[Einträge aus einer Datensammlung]
----------------

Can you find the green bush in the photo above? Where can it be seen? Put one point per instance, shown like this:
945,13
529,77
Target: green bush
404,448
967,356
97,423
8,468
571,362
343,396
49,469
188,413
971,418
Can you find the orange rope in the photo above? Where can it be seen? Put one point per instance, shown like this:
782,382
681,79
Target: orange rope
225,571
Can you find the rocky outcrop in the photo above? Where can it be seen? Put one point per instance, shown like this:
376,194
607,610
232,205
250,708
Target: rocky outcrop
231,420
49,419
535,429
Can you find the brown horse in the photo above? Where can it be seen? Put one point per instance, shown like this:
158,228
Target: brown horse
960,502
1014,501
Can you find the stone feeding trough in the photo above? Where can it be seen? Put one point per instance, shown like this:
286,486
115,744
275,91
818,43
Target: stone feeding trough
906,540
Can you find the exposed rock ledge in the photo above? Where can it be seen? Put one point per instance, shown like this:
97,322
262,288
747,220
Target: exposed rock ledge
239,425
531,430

----------------

DEINE AUFGABE — Gib alle Zeilen oben samt Aufforderungen noch einmal wieder und verändere dabei jede Koordinate in den Antworten um -33. Die Zahlen in den Aufforderungen und ihren Formatbeispielen bleiben, wie sie sind.

ERGEBNIS —
Can you find the green bush in the photo above? Where can it be seen? Put one point per instance, shown like this:
945,13
529,77
Target: green bush
371,415
934,323
64,390
-25,435
538,329
310,363
16,436
155,380
938,385
Can you find the orange rope in the photo above? Where can it be seen? Put one point per instance, shown like this:
782,382
681,79
Target: orange rope
192,538
Can you find the rocky outcrop in the photo above? Where can it be seen? Put one point per instance, shown like this:
376,194
607,610
232,205
250,708
Target: rocky outcrop
198,387
16,386
502,396
Can you find the brown horse in the photo above? Where can it be seen? Put one point per instance, shown like this:
158,228
Target: brown horse
927,469
981,468
Can you find the stone feeding trough in the photo above? Where can it be seen? Put one point per instance, shown like this:
286,486
115,744
275,91
818,43
Target: stone feeding trough
873,507
Can you find the exposed rock ledge in the photo above? Where can it be seen? Put one point per instance, shown like this:
97,322
262,288
747,220
Target: exposed rock ledge
206,392
498,397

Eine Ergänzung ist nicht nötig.